Exercise goal:
Could you write the next part of the article on how safe late-game NBA leads are, picking up after the quoted line about twice the square root of minutes left?

BEGIN Supplied passage

How Close is Close

Thursday, May 31, 2012
By Sharad Goel

Basketball scoreboard jumbotron

Your team is down by a couple of baskets going into the final minutes of the game. Is it time to panic or is it still anyone’s to win? Plenty have certainly come back from apparently dire situations. Just last month the Lakers beat the Thunder in double overtime after being down by 11 points with four minutes on the clock. In fact, such comebacks have led the renowned sport statistician Bill James to conclude that with four minutes remaining it’s not really over unless the gap is at least 19 points.[1] Spectacular reversals of fortune may be rare, but conventional wisdom holds that a lot can and does happen in that last quarter.

“An NBA team leading by twice the square root of minutes left in the game has an 80% chance of winning.”

END Supplied passage
BEGIN Provided information

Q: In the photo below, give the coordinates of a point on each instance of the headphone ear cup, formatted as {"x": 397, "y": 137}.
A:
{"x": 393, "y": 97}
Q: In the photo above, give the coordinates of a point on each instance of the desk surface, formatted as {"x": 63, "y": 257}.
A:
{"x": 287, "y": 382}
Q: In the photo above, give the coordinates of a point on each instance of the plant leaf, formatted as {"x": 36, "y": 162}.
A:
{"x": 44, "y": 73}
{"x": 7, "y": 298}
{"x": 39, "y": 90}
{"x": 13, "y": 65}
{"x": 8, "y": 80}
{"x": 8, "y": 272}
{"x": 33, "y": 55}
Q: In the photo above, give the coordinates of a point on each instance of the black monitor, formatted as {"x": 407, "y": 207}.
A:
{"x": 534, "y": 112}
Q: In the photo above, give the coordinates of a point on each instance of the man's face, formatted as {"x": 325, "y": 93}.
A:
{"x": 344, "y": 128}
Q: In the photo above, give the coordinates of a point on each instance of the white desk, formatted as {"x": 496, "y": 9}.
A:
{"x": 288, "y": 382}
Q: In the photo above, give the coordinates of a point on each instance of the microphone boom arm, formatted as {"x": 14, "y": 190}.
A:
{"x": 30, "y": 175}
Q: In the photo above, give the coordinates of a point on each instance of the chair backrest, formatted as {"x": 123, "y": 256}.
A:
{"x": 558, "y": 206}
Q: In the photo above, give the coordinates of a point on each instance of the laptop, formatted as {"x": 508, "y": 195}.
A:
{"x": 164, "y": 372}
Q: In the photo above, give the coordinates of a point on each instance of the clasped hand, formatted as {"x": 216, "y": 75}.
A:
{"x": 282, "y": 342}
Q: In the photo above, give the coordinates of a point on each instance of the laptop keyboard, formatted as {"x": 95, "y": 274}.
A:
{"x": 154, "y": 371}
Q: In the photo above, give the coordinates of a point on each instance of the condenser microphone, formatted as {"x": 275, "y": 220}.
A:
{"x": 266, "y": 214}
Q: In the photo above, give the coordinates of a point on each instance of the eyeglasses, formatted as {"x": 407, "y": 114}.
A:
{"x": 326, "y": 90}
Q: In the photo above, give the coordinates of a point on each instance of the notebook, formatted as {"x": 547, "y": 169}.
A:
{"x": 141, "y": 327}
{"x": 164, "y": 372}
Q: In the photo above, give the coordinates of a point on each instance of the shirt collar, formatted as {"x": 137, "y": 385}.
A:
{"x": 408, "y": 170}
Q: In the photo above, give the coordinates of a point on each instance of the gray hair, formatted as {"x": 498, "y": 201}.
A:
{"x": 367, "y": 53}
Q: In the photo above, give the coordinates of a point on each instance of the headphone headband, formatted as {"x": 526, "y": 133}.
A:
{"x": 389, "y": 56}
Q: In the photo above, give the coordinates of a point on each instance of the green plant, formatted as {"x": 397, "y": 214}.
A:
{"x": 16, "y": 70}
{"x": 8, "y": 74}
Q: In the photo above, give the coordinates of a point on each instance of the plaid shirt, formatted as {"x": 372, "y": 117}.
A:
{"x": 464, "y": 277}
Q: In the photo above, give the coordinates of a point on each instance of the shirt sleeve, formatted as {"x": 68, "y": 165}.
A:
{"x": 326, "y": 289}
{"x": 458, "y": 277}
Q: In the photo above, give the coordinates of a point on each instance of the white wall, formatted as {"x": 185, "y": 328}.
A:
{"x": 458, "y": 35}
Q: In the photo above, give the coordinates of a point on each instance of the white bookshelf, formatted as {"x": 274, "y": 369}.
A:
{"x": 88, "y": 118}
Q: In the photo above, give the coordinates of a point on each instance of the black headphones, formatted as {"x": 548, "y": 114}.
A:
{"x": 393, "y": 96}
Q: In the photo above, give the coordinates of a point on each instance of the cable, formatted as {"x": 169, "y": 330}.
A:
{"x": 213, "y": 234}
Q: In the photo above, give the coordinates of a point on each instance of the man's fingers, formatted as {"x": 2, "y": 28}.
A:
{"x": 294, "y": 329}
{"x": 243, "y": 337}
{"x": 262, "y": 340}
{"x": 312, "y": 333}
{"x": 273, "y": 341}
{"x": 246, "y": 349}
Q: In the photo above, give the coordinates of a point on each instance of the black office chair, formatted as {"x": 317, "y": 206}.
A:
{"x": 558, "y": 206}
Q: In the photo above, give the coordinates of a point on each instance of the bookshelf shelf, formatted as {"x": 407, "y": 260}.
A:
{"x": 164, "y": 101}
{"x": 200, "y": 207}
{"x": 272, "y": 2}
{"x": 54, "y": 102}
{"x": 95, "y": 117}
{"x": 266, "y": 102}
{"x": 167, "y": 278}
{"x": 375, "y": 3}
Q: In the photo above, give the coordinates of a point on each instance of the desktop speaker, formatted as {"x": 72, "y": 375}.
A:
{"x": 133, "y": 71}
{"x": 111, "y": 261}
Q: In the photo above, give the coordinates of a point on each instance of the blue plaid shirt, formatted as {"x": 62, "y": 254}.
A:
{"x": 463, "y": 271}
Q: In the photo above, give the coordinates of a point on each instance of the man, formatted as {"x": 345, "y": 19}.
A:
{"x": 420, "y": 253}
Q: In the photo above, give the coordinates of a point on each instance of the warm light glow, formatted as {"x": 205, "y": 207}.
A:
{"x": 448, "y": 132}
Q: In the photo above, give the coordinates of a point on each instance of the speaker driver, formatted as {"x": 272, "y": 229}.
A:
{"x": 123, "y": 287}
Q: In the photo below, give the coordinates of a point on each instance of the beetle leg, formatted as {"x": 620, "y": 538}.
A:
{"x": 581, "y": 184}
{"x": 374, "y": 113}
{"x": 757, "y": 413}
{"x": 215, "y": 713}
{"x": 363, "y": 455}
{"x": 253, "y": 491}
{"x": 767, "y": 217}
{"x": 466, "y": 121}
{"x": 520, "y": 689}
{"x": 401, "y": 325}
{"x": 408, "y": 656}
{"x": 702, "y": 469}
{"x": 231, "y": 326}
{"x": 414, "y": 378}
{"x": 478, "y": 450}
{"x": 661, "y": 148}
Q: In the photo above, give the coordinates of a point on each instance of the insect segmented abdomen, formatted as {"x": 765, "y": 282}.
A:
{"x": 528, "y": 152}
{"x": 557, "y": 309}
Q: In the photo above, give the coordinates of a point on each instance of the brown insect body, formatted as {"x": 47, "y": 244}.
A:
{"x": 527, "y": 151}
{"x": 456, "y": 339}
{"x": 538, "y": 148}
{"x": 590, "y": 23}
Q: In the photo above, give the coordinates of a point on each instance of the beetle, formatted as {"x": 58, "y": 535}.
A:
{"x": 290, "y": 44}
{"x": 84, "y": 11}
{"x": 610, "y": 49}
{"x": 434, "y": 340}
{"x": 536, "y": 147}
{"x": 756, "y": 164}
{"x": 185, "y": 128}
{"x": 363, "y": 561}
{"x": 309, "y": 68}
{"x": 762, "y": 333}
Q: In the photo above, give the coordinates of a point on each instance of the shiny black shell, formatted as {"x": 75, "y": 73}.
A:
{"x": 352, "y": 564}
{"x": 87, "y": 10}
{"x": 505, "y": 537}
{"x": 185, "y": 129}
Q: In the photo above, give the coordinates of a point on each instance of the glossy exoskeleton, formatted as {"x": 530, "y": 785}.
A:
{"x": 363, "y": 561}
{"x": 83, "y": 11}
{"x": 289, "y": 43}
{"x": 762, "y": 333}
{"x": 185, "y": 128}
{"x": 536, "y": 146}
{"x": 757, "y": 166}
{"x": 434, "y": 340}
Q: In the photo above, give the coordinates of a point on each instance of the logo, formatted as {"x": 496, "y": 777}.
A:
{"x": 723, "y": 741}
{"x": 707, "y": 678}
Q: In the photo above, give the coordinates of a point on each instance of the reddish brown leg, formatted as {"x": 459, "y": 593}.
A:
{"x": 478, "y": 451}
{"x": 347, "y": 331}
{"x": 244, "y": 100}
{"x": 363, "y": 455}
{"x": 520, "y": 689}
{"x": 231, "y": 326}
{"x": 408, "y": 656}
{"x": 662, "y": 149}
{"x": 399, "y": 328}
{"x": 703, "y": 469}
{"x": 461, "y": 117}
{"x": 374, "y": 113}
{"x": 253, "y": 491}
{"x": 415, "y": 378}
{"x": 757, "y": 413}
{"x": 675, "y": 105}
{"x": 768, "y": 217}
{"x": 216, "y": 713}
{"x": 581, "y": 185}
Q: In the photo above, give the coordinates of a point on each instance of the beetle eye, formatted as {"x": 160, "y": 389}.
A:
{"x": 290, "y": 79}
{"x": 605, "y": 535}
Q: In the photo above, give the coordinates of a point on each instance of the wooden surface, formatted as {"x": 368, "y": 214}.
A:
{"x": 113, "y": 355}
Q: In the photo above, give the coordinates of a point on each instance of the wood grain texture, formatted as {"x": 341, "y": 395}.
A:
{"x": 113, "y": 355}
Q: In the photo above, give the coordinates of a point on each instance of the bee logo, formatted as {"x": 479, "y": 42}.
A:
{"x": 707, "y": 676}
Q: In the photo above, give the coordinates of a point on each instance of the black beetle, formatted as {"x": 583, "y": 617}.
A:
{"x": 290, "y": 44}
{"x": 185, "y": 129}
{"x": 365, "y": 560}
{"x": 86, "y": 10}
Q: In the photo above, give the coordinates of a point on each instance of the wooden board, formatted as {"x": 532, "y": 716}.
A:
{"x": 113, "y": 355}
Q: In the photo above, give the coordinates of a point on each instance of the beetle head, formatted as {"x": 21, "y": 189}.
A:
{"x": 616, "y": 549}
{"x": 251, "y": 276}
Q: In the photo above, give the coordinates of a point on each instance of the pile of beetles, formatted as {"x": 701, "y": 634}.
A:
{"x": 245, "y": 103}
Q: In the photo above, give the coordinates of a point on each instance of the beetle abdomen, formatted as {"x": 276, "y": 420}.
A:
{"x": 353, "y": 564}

END Provided information

Result of this task:
As explained by Moneyball author Michael Lewis, “one statistical rule of thumb in basketball is that a team leading by more points than there are minutes left near the end of the game has an 80% chance of winning. If your team is down by more than 6 points halfway through the final quarter, and you’re anxious to beat the traffic, you can leave knowing that there is slightly less than a 20 percent chance you’ll miss a victory.” While that’s a compelling heuristic, an analysis of over 7,000 games over the last six seasons reveals that it only holds for a few short minutes, losing accuracy even by the six-minute mark in Lewis’s example. A better rule of thumb is that a team has an 80% chance of winning if they lead by twice the square root of minutes left. Going into the final quarter (12 minutes) of the game, for example, that 80% threshold is achieved at \(2\sqrt{12} \approx 7\) points. By comparison, the standard heuristic suggests a substantially larger gap of 13 points is required to achieve an 80% chance of success.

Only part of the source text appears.